start PROVIDED DATA

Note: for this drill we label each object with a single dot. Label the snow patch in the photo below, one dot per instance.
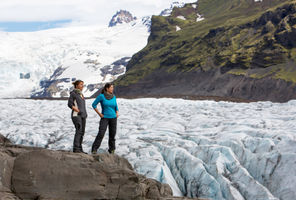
(181, 17)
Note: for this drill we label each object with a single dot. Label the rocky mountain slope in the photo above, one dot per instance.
(240, 49)
(36, 173)
(121, 17)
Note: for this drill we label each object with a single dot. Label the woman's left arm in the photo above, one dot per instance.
(116, 108)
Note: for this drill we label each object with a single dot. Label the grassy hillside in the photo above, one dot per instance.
(239, 37)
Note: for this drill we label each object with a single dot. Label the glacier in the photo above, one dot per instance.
(215, 150)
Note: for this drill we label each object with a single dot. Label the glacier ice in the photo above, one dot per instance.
(215, 150)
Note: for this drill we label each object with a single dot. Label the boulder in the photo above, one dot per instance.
(37, 173)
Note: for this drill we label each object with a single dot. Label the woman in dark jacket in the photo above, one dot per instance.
(77, 103)
(108, 117)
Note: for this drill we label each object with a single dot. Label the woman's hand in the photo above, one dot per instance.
(75, 109)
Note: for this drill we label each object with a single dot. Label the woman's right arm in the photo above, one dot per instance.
(71, 103)
(95, 104)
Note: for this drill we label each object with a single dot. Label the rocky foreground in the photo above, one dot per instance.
(37, 173)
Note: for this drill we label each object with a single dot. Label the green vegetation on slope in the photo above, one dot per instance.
(240, 37)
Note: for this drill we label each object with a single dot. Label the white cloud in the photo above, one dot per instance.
(87, 11)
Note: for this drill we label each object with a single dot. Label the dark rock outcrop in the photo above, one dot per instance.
(36, 173)
(249, 55)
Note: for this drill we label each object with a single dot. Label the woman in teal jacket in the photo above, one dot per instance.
(108, 117)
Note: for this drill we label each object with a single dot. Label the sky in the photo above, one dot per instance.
(34, 15)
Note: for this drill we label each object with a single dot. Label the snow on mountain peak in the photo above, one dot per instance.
(168, 11)
(121, 17)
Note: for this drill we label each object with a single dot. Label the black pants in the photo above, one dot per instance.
(112, 124)
(79, 123)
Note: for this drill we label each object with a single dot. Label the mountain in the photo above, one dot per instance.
(43, 64)
(121, 17)
(241, 49)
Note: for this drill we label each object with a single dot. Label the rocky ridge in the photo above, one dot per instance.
(37, 173)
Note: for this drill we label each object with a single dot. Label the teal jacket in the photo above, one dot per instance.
(109, 107)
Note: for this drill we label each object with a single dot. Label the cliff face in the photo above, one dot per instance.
(236, 49)
(36, 173)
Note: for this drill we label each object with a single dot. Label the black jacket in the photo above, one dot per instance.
(76, 100)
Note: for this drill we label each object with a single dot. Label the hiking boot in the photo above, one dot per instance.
(79, 151)
(111, 152)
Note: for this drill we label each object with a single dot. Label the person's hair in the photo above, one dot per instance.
(75, 83)
(107, 85)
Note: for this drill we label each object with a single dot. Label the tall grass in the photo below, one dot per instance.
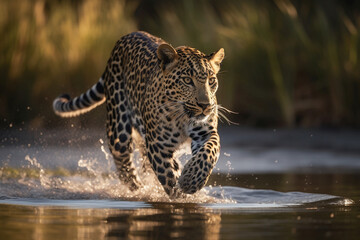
(49, 47)
(288, 63)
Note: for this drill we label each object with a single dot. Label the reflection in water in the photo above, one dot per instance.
(166, 222)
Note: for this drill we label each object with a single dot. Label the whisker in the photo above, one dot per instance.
(221, 113)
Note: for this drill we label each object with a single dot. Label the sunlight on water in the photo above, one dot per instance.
(96, 183)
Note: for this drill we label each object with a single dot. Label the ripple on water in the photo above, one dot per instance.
(92, 187)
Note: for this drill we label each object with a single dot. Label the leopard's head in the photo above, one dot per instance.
(190, 79)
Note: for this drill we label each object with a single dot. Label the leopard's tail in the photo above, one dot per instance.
(64, 106)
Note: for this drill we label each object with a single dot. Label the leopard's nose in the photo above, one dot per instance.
(203, 106)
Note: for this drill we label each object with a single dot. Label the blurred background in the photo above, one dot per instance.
(289, 63)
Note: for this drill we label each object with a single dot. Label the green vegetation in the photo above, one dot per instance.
(288, 63)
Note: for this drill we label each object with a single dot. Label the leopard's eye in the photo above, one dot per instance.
(188, 81)
(212, 80)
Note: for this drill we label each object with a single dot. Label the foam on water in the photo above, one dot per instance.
(95, 184)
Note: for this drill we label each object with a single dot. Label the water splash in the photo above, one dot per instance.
(96, 180)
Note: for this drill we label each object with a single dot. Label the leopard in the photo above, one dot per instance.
(160, 98)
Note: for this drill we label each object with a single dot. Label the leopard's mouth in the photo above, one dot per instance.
(196, 113)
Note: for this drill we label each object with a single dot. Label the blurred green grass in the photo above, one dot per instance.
(288, 63)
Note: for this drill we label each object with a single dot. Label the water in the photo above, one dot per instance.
(266, 185)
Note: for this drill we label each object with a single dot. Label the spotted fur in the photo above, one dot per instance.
(165, 96)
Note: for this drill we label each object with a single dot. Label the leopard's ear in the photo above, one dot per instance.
(168, 57)
(216, 59)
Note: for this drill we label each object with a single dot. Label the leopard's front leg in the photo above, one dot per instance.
(205, 147)
(165, 166)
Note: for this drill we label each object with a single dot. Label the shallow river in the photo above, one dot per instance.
(268, 184)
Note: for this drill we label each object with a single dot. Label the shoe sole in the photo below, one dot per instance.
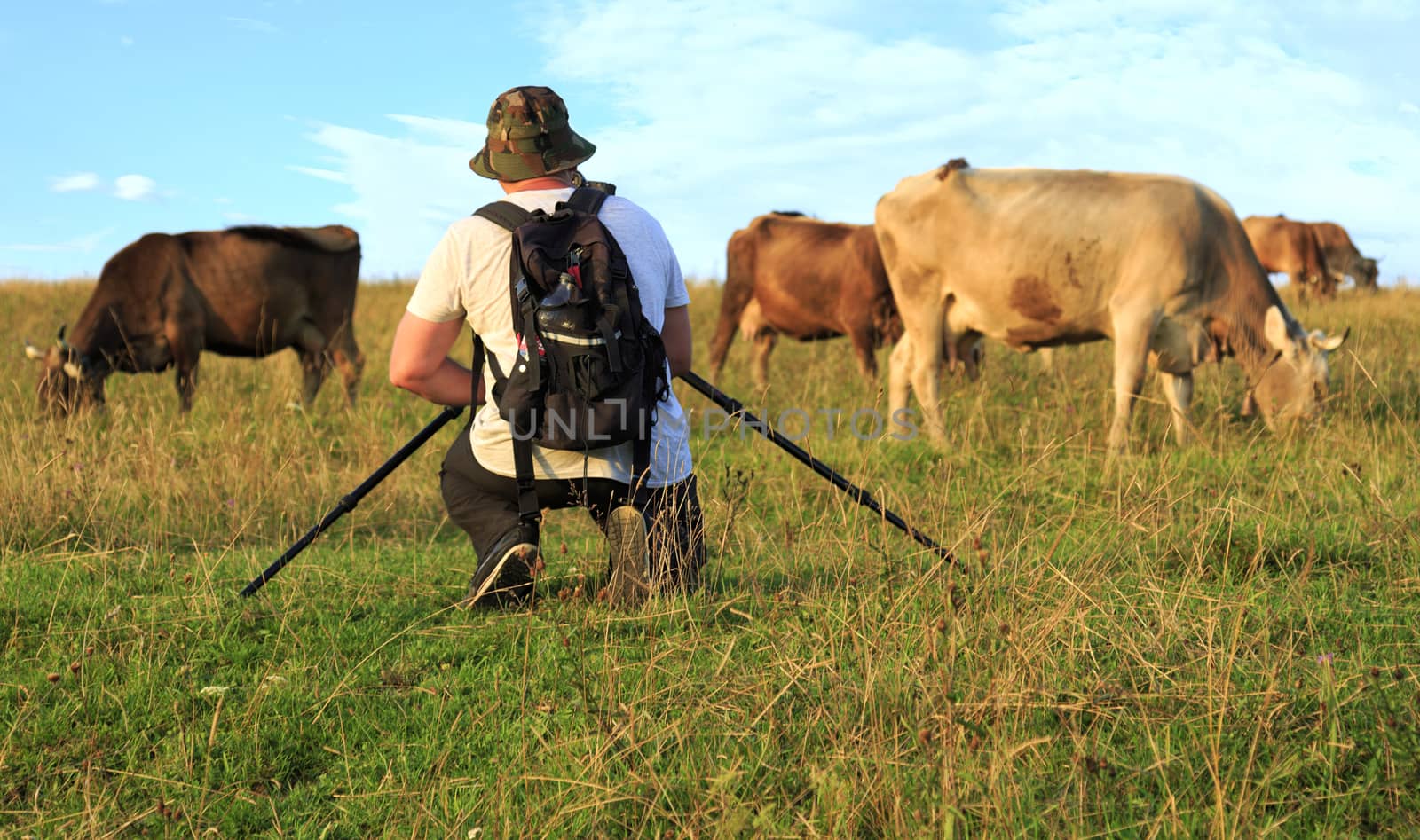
(525, 551)
(627, 534)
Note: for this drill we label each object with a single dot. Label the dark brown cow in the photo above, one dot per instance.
(1342, 255)
(245, 291)
(787, 274)
(1285, 246)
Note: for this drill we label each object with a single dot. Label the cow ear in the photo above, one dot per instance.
(1321, 342)
(1277, 331)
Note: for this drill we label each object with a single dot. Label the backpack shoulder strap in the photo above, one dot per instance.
(506, 215)
(587, 200)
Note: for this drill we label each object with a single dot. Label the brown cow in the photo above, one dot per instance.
(1290, 247)
(809, 279)
(243, 291)
(1342, 255)
(1037, 257)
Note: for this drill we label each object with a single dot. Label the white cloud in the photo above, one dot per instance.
(406, 189)
(77, 182)
(729, 109)
(321, 173)
(82, 244)
(252, 24)
(134, 187)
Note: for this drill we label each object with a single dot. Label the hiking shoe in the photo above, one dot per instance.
(506, 575)
(627, 537)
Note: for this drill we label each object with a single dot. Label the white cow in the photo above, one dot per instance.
(1038, 258)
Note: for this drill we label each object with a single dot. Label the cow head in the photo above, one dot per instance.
(67, 378)
(1296, 382)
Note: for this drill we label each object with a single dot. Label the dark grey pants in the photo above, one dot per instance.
(486, 506)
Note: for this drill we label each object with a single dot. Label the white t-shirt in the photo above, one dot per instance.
(468, 277)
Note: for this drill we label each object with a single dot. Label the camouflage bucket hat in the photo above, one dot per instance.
(529, 137)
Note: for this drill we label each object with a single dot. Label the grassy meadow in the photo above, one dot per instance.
(1220, 640)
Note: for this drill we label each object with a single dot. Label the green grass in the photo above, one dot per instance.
(1221, 640)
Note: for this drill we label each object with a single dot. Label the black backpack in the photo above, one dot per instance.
(591, 368)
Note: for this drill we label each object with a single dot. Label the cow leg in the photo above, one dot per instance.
(1131, 354)
(1178, 392)
(310, 347)
(184, 354)
(927, 371)
(865, 350)
(973, 355)
(899, 368)
(764, 341)
(348, 361)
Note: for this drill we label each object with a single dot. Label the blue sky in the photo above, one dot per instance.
(125, 116)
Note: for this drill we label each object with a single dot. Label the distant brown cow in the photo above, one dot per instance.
(1040, 258)
(1285, 246)
(1342, 255)
(245, 291)
(809, 279)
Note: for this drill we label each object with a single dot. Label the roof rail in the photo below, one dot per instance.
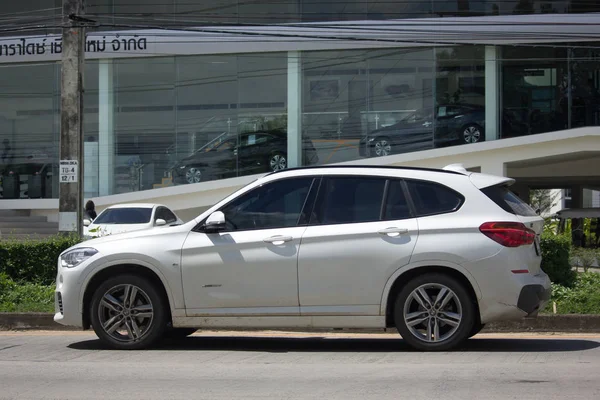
(448, 171)
(460, 168)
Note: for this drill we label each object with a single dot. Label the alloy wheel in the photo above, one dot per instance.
(383, 148)
(433, 313)
(193, 175)
(278, 162)
(472, 134)
(126, 313)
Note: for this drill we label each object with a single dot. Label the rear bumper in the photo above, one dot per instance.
(533, 298)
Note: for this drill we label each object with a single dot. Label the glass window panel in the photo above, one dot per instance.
(274, 205)
(535, 90)
(29, 126)
(460, 95)
(349, 200)
(144, 122)
(333, 10)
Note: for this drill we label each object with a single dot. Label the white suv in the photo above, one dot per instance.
(435, 253)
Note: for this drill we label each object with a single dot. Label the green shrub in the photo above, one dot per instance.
(582, 298)
(33, 260)
(556, 258)
(25, 297)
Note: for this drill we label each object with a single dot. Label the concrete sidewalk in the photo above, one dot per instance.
(543, 323)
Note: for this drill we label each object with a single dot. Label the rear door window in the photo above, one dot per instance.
(508, 201)
(432, 198)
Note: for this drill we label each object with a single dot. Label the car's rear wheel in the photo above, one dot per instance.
(277, 162)
(193, 175)
(128, 312)
(382, 147)
(434, 312)
(472, 133)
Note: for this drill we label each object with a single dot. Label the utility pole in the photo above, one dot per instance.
(70, 217)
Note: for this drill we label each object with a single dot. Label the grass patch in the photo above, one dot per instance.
(582, 298)
(25, 296)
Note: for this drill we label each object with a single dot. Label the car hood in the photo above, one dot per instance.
(136, 234)
(99, 230)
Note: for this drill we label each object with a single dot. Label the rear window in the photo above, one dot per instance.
(509, 201)
(119, 216)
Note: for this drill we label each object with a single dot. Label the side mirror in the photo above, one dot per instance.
(215, 222)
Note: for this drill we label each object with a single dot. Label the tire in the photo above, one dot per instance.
(277, 162)
(472, 133)
(179, 333)
(134, 328)
(193, 175)
(454, 324)
(382, 147)
(477, 327)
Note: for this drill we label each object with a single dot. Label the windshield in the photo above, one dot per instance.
(221, 142)
(123, 216)
(418, 116)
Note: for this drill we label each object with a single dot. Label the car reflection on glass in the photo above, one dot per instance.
(231, 155)
(421, 130)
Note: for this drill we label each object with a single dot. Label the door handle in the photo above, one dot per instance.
(277, 240)
(393, 231)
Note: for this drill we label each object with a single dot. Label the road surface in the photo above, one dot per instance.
(276, 365)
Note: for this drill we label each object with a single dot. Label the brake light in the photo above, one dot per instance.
(508, 234)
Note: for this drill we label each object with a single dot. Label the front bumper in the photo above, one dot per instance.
(67, 297)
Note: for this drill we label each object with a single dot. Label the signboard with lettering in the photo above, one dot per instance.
(69, 170)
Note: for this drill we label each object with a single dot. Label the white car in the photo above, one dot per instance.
(130, 217)
(435, 253)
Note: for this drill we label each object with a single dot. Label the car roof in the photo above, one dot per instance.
(136, 205)
(454, 170)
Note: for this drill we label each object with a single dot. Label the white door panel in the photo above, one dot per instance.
(240, 273)
(349, 264)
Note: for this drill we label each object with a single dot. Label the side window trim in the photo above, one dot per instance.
(407, 197)
(386, 188)
(310, 202)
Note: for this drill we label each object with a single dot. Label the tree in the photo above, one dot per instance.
(543, 200)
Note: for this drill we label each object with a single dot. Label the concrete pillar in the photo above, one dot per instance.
(294, 109)
(577, 223)
(493, 91)
(106, 128)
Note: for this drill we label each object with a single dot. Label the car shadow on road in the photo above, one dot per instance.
(321, 344)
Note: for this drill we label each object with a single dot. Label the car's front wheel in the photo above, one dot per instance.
(277, 162)
(472, 133)
(128, 312)
(382, 147)
(434, 312)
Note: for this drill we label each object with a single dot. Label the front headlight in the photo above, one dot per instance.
(76, 256)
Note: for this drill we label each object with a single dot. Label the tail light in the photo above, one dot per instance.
(508, 234)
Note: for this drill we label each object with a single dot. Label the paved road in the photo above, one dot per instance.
(73, 365)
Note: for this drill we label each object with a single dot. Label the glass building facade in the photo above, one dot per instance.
(158, 121)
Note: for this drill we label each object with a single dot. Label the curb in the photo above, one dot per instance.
(568, 323)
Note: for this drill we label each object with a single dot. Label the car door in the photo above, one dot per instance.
(361, 231)
(251, 267)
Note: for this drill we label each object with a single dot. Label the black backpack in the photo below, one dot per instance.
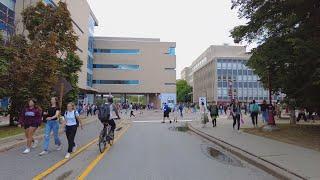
(104, 112)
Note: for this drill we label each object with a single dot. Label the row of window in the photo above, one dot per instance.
(240, 84)
(117, 66)
(130, 82)
(117, 51)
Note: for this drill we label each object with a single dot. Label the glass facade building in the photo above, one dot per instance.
(90, 51)
(7, 16)
(235, 79)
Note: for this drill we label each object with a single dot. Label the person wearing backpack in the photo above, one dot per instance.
(108, 113)
(254, 110)
(214, 113)
(71, 122)
(236, 113)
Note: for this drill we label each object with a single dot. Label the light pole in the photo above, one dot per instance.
(270, 109)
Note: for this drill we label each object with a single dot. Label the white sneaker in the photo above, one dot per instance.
(74, 148)
(26, 151)
(43, 153)
(67, 156)
(35, 144)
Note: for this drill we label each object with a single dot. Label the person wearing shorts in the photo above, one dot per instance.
(166, 112)
(30, 120)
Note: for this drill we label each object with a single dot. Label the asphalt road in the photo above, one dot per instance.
(146, 151)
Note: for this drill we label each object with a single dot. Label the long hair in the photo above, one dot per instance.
(57, 103)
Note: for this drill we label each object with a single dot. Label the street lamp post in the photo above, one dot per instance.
(271, 120)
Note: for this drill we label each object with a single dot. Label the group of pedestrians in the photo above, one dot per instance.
(32, 116)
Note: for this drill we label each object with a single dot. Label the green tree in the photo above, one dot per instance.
(288, 37)
(33, 64)
(183, 91)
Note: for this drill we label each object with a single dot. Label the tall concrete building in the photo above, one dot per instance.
(84, 21)
(220, 74)
(139, 66)
(187, 76)
(7, 16)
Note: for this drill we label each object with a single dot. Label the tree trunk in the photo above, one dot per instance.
(293, 116)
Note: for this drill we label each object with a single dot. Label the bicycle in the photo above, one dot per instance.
(105, 137)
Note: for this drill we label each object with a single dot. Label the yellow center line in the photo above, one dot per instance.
(64, 161)
(99, 157)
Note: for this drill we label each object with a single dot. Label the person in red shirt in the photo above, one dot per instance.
(30, 120)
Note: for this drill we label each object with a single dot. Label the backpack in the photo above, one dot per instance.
(255, 108)
(75, 116)
(104, 113)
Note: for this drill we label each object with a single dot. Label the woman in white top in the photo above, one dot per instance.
(72, 121)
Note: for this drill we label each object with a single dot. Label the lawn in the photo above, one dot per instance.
(307, 136)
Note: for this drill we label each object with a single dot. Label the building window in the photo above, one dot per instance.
(171, 51)
(169, 69)
(89, 79)
(127, 82)
(117, 66)
(117, 51)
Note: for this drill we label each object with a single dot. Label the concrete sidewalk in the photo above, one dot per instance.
(19, 139)
(298, 160)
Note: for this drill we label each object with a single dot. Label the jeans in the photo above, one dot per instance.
(236, 120)
(52, 125)
(254, 118)
(71, 134)
(265, 116)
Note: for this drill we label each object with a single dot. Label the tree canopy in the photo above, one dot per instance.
(183, 91)
(32, 65)
(288, 38)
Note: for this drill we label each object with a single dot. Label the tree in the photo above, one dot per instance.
(183, 91)
(33, 64)
(288, 37)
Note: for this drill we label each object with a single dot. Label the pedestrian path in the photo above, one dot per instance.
(302, 161)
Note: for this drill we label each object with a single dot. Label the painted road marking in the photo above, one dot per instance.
(159, 121)
(64, 161)
(99, 157)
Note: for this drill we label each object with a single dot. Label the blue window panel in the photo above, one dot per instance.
(170, 84)
(171, 51)
(117, 66)
(117, 51)
(89, 79)
(124, 82)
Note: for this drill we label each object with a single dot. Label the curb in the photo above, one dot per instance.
(7, 146)
(269, 167)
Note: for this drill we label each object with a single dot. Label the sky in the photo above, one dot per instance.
(193, 25)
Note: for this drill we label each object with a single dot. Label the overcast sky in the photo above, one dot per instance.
(193, 25)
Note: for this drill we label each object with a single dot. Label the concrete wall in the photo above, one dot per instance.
(152, 60)
(80, 12)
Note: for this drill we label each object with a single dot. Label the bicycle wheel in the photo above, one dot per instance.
(102, 142)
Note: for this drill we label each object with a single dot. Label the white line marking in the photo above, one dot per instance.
(159, 121)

end PROVIDED DATA

**GOAL OF THE EXERCISE:** Through the last line of the entries above, beginning at the line containing "Label the jeans", transcribe each line exactly, both ends included and nothing more.

**SOLUTION TO THE EXERCISE:**
Note: for this drill we label each object with a single dot. Label the jeans in the photo above, one dot per instance.
(236, 120)
(52, 125)
(254, 118)
(71, 134)
(265, 116)
Note: for this drill we label each object with a single dot. Label the tree canopy in the photo above, one dot per instance.
(183, 91)
(32, 65)
(288, 38)
Note: for this drill we label each object with a single dot. Label the tree in the photo above, one dot per instance.
(183, 91)
(33, 64)
(288, 37)
Note: for this drill we label each object with a single dot. Label the pedestrian path in the photo above, one dot per instance.
(302, 161)
Note: for this drill we label each object with a single dot. Label the painted road marking in the photo above, one dot per instance.
(159, 121)
(64, 161)
(99, 157)
Note: for this drill we label each object with a single dot. Label the blue window panel in the photo above, one dot per instance.
(170, 84)
(171, 51)
(117, 66)
(117, 51)
(89, 79)
(124, 82)
Note: for this drill we label each object with a single dot. Label the curb in the photo above, one dot per instance.
(7, 146)
(269, 167)
Note: for this drill we label each object with a single dot. Label the sky in the photo above, one dot per instance.
(193, 25)
Note: for this drill we label each object with a single dot. Label the overcast sky in the photo above, one dot per instance.
(193, 25)
Note: for this drill we label each object with a single dot. Label the concrete wall in the photo above, one dot per instance.
(152, 60)
(80, 12)
Note: for this drill we label each object with a single dot. Label the bicycle wheel in the photo above, one dot per instance.
(102, 142)
Note: for this drill we label each object with a single dot. Label the white line marking in the photo above, one dot per instance.
(159, 121)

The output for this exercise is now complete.